* Requirement *
Reproduce verbatim the portion of the entries below that begins with the line containing "Q: The northern" and ends with the line containing "514, 335, 1016, 591", including both of those lines. Output only that portion.
•••••
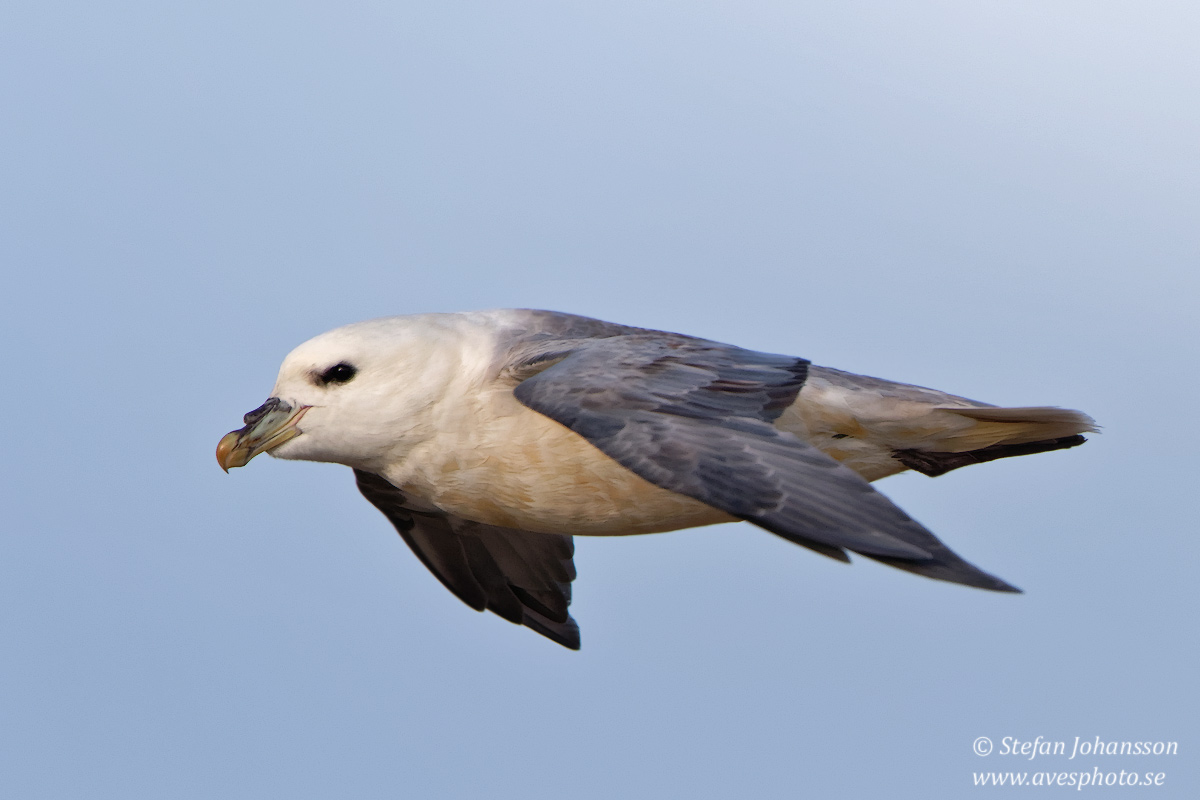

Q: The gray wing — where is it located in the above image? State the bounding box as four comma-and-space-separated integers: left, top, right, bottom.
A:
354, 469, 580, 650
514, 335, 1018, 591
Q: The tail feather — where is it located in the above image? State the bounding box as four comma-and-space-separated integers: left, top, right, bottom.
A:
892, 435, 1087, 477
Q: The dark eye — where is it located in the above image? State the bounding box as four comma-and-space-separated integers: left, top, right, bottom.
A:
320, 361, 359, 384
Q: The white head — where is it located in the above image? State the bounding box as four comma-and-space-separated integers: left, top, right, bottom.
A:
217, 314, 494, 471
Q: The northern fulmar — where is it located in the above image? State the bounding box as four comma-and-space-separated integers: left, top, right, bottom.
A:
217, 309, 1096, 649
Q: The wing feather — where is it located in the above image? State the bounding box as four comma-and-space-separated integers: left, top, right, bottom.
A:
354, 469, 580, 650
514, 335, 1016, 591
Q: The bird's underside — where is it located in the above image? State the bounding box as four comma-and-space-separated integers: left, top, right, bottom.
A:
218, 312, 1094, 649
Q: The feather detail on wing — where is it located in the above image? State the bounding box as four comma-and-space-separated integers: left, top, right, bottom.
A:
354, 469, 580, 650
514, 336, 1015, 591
•••••
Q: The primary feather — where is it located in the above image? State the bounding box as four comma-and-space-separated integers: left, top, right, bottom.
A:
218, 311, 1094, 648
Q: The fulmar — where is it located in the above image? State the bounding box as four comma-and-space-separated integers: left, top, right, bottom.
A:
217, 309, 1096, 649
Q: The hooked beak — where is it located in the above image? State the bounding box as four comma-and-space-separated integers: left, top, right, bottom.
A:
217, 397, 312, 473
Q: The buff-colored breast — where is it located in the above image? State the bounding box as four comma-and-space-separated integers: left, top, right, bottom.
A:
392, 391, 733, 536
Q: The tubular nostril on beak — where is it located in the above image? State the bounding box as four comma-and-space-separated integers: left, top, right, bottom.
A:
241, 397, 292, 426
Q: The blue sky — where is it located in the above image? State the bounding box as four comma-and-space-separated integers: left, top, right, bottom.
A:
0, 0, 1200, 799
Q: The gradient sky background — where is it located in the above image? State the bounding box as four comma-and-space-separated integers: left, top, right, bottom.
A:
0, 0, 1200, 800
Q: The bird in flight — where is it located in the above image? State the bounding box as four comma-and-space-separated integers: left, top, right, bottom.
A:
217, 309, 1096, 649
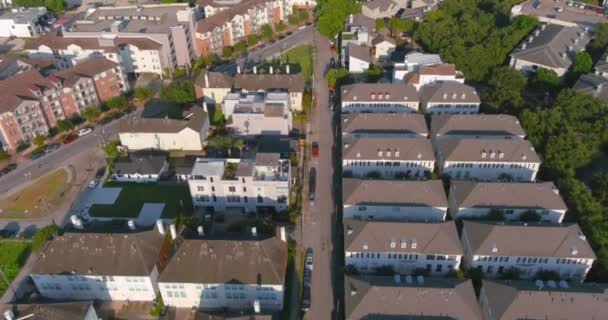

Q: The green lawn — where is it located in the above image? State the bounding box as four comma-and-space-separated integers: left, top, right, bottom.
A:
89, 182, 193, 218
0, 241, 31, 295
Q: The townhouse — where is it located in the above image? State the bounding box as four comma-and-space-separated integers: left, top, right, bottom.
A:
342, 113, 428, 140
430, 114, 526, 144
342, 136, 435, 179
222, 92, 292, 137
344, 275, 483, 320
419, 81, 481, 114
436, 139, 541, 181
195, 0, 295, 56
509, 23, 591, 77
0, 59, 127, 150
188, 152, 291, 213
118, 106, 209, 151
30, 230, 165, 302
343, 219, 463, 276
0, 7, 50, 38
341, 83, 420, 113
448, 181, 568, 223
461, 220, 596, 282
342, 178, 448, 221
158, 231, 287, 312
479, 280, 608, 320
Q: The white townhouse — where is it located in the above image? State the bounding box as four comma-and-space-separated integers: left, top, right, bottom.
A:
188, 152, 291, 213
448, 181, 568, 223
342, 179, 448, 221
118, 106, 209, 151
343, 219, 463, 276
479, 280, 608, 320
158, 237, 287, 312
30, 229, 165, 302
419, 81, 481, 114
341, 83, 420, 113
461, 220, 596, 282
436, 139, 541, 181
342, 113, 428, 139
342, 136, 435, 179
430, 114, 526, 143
•••••
* Correct answer *
Q: The northern fulmar — where is it located in the above image? State the bounding box as four comma-and-space-separated integers: left, top, right, bottom.
A:
217, 309, 1096, 649
Q: The wing feather — where is it located in the above image? State the bounding box as four comma-and-space-separated integers: left, top, right, bottom.
A:
354, 469, 580, 650
514, 335, 1016, 591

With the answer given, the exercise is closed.